Bacterial endocarditis (BE) is an infection of the valves and inner lining of the heart (called the endocardium). It happens when bacteria from the skin, mouth, intestines, or urinary tract enter the bloodstream (usually during a dental or medical procedure) and infect the heart.
Causes & Risk Factors
Who gets bacterial endocarditis?
Although BE can occur in anyone, people who already have a diagnosed heart valve problem, an artificial valve or a heart defect are at greatest risk. Having a heart murmur sometimes increases the chances of getting BE. Your doctor can usually determine whether you have a type of heart murmur that increases your risk of BE.
Who is at risk for bacterial endocarditis?
Several things increase the chance of getting bacterial endocarditis. They include:
- IV (intravenous) drug use
- Artificial heart valve replacement
- Hemodialysis for kidney failure
- Weak immune system
- Heart valve disease, such as leaking or narrowed valve
- Rheumatic heart disease caused by strep bacteria
- Poor dental hygiene
- Heart disease present at birth (congenital)
- Past bout of endocarditis
- Heart transplant with a leaky heart valve
- Artificial heart valves or valve repair
Do medical and dental procedures increase the risk of BE?
If you have a heart defect or valve problem, dental work (including professional teeth cleaning) and some medical procedures (such as colonoscopy, cystoscopy, and sigmoidoscopy) can increase the risk of bacteria entering the bloodstream.
Diagnosis & Tests
How can you tell if you have BE?
Fever, chills, and other flu-like symptoms may be the only signs of BE. Other symptoms are unexplained weight loss and weakness. Your doctor may suspect you have to BE if he or she hears abnormal heart sounds with a stethoscope. Your doctor will then need to do more tests, such as blood tests and echocardiography (looking at the heart by using ultrasound) to find out if you have BE.
Treatment & Medication
How is BE treated ?
BE is treated with antibiotics. Antibiotics are usually started intravenously (through an IV) in the hospital, but many people can finish their treatment at home. For more complicated infections, heart surgery may be needed.
Are there complications of BE?
Once infected, your heart may not pump blood as well as it did before. This is called heart failure. Other problems include irregularities of the heartbeat, damage to the heart muscle and blood clots. If BE is”t treated, it can lead to death.
Can BE be prevented?
If you have a heart defect or valve problem, be sure to inform your doctor or dentist. If you plan to have your teeth cleaned or have another one of the procedures that increases your risk for BE, you may need antibiotics prior to the procedure. The antibiotics can help keep bacteria from surviving in your bloodstream. Check with your doctor to see if you require antibiotics before a dental or surgical procedure.
- Am I at risk for bacterial endocarditis?
- How can I make sure that health care workers and my dentist know about my risk for BE?
- Do I need to take antibiotics?
- How should I take them?
- Will antibiotics interact with any of the other medicine(s) I currently take?
- Does bacterial endocarditis increase my risk for other long-term health problems?

□ □ □ □ □ □ □

Questions to answer:
- a) Decide whether each statement agrees with the bacterial endocarditis text: (i) BE is treated with antibiotics; (ii) all BE treatment has to be completed in the hospital; (iii) poor dental hygiene is named among the things that increase the chance of getting BE. Answer each with yes or no, and quote the text's deciding words.
- b) According to the bacterial endocarditis text, what test looks at the heart by using ultrasound?
- c) Reproduce the part of the bacterial endocarditis text starting with "Fever, chills, and" and going on through "you have BE.".

□ □ □ □ □ □ □

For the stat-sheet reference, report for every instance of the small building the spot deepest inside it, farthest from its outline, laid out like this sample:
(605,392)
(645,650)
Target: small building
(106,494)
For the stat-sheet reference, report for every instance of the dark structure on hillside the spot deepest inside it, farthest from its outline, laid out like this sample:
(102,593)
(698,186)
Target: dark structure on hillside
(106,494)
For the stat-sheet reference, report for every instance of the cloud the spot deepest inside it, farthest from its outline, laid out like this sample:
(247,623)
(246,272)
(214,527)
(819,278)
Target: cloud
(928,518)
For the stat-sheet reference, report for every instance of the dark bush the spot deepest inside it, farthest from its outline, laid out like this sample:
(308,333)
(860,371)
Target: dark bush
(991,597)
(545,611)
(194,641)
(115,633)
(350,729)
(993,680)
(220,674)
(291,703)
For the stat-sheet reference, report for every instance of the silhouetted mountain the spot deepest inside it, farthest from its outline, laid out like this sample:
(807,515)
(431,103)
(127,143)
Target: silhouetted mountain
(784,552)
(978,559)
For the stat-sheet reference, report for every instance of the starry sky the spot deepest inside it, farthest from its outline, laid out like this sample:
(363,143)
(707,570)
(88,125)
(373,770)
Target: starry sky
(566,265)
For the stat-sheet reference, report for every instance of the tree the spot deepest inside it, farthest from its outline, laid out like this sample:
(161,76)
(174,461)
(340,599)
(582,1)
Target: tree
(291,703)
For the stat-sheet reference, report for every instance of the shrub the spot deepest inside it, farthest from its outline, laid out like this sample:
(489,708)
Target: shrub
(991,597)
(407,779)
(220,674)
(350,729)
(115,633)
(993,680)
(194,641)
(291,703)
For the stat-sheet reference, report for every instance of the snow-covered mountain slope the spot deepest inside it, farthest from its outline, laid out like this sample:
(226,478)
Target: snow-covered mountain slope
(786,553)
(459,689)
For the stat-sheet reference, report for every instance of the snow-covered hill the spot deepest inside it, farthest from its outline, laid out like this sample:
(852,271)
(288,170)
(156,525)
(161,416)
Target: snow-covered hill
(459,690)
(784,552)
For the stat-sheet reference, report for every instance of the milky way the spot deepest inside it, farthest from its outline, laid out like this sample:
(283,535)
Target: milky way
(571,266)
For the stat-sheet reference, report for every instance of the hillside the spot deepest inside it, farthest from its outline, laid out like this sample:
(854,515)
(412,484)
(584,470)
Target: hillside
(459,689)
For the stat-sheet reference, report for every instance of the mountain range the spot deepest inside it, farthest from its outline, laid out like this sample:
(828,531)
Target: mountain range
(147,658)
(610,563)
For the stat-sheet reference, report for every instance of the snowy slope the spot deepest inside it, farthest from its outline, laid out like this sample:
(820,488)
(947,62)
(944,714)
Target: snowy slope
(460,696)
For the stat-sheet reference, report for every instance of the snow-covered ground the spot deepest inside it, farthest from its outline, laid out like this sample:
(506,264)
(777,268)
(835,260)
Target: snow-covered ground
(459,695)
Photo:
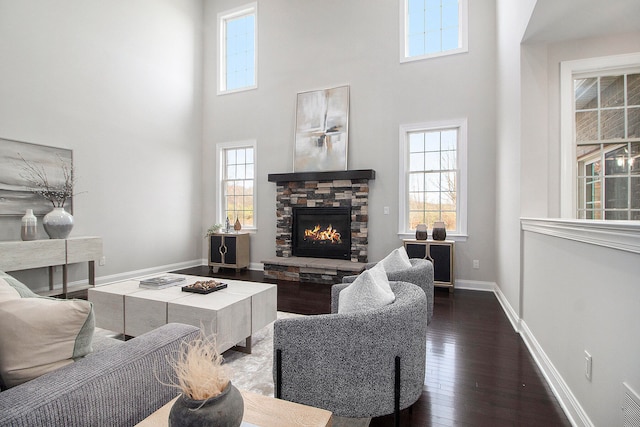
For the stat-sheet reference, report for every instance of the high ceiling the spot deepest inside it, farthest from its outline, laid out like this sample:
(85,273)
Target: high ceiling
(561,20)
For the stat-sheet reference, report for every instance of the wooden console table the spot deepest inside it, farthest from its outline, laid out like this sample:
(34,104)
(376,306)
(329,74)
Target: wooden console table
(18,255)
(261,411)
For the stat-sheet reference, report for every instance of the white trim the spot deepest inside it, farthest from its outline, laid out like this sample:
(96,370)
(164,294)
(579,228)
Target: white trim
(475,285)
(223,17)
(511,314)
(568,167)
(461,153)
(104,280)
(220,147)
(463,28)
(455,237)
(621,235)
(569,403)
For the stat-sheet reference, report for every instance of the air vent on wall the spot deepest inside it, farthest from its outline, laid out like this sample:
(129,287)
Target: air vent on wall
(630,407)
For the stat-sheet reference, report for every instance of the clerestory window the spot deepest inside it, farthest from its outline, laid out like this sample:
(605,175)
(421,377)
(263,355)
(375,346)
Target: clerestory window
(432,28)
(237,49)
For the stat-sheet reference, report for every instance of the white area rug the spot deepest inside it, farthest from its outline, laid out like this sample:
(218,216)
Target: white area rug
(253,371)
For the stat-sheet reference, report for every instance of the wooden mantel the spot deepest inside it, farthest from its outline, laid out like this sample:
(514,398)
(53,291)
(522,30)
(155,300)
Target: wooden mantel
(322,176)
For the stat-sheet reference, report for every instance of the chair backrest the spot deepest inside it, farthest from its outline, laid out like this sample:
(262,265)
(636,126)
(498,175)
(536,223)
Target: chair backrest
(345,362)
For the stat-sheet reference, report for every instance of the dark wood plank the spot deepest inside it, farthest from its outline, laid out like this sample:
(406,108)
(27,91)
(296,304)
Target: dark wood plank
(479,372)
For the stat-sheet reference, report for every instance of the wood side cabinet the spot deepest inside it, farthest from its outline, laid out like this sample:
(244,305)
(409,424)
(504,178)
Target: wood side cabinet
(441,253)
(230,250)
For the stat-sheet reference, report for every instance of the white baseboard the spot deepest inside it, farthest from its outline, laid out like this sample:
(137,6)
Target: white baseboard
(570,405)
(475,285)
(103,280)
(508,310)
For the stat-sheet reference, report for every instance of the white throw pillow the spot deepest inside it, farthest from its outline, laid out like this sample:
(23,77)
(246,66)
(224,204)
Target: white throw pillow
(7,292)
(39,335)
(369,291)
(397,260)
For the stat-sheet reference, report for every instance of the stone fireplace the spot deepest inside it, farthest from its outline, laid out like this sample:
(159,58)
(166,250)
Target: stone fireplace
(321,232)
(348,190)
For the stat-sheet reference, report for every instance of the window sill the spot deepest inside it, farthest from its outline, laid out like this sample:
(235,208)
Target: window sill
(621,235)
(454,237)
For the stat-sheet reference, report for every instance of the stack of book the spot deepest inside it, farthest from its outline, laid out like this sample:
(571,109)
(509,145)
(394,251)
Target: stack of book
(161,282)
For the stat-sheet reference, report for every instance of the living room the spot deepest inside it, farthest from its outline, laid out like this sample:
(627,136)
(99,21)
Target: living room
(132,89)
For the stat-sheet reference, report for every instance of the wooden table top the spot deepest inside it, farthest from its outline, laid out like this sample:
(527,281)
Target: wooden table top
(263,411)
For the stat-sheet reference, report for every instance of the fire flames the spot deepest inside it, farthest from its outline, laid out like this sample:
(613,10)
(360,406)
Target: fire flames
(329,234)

□ □ □ □ □ □ □

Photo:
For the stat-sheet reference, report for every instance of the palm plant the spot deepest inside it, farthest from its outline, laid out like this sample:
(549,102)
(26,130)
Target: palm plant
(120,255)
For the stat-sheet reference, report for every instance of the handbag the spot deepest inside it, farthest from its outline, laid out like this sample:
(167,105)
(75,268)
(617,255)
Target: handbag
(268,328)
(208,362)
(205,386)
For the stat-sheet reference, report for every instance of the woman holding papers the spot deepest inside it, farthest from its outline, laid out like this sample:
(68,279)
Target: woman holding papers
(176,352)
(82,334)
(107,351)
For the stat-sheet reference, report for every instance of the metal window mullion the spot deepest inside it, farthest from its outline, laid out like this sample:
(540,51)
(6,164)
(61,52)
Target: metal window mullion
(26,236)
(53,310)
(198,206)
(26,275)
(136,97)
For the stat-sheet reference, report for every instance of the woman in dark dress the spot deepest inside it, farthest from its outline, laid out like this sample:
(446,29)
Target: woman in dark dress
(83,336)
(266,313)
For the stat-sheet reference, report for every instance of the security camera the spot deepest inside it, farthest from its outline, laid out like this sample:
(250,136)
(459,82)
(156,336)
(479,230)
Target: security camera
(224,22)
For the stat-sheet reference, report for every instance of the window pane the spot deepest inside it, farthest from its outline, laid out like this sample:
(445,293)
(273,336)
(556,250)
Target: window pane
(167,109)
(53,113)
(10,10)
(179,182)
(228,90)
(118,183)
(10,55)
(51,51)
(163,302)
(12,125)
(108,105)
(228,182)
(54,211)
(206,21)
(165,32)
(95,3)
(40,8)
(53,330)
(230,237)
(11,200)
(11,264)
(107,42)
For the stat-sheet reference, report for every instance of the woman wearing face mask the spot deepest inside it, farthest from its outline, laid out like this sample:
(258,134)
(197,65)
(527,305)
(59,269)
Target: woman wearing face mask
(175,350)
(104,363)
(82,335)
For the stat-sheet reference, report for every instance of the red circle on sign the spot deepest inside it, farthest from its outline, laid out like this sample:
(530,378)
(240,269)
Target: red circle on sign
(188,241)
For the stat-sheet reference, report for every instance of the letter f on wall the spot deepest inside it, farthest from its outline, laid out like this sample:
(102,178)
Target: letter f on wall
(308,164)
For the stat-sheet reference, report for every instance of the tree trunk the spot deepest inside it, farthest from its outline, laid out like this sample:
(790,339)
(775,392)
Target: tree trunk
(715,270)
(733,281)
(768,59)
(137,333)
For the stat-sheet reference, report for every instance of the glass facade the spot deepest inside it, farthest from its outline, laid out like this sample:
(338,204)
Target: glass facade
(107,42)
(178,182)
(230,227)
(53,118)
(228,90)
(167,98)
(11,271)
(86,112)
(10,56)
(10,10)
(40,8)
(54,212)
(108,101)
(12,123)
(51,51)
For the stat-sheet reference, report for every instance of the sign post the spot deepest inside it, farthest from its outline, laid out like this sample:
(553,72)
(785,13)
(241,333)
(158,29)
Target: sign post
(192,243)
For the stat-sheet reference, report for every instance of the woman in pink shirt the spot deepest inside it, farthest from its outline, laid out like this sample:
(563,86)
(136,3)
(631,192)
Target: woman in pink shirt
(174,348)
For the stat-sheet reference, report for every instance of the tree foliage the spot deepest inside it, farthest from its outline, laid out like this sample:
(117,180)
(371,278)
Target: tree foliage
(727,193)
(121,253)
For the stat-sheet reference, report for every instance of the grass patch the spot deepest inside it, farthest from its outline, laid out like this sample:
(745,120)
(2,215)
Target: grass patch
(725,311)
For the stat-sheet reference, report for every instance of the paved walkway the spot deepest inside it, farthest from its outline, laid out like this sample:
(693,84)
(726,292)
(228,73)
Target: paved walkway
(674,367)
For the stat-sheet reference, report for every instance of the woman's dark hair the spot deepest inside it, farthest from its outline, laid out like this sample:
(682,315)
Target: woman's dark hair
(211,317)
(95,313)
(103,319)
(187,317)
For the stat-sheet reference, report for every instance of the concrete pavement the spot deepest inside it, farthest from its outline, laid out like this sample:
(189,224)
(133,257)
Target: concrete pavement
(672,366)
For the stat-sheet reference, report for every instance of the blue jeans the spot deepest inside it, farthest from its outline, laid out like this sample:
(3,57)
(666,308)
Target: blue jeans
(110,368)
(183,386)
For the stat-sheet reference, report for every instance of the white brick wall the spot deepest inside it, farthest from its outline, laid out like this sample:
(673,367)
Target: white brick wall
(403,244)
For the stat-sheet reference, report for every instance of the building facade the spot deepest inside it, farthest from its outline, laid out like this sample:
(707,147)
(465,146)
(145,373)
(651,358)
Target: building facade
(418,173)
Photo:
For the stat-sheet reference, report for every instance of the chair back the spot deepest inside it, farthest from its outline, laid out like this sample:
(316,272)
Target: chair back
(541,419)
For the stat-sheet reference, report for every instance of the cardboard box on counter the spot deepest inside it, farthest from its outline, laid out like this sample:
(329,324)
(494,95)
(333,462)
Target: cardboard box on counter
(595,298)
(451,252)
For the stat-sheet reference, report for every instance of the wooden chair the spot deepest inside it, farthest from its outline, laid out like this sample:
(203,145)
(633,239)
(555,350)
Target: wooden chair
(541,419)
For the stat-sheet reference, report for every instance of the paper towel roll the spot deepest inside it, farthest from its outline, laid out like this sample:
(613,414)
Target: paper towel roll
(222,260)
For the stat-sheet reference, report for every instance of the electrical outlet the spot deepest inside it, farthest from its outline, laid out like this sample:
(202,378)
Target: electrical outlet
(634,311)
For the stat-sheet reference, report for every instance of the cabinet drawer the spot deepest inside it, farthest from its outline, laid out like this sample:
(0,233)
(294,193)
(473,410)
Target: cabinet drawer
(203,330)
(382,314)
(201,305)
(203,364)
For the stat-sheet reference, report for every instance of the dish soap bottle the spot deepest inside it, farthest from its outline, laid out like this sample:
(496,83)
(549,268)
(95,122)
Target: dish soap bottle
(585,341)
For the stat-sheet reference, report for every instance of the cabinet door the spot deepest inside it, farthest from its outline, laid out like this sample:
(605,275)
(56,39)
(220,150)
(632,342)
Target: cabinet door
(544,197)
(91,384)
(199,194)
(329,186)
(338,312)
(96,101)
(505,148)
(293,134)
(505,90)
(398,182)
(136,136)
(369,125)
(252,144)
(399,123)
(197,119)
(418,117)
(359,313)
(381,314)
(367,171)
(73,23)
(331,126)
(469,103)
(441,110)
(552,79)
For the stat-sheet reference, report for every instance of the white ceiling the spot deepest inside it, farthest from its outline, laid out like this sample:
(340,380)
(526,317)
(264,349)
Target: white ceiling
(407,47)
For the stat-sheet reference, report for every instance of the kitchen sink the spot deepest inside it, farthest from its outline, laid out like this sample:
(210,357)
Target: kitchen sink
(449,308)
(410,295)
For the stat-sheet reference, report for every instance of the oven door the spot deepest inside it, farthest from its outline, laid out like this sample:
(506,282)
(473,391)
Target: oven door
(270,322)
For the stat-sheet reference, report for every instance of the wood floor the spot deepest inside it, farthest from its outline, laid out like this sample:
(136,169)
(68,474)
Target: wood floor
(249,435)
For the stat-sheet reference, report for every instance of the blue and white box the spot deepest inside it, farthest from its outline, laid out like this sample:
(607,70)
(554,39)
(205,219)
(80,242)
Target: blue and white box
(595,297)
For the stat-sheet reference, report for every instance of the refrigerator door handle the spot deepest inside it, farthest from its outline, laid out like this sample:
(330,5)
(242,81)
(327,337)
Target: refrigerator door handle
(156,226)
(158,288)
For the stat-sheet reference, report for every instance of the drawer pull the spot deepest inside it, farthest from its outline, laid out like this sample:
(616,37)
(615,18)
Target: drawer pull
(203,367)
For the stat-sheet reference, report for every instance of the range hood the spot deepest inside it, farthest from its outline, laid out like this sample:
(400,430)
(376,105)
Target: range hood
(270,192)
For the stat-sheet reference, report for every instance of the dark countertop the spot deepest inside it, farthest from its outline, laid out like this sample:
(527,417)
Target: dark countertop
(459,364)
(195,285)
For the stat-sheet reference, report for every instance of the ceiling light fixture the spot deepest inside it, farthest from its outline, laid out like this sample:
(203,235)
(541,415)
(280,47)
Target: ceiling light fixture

□ □ □ □ □ □ □

Solutions per task:
- a)
(i) Yes: "BE is treated with antibiotics."
(ii) No: "many people can finish their treatment at home."
(iii) Yes: "Poor dental hygiene"

- b) Echocardiography.

- c)
Fever, chills, and other flu-like symptoms may be the only signs of BE. Other symptoms are unexplained weight loss and weakness. Your doctor may suspect you have to BE if he or she hears abnormal heart sounds with a stethoscope. Your doctor will then need to do more tests, such as blood tests and echocardiography (looking at the heart by using ultrasound) to find out if you have BE.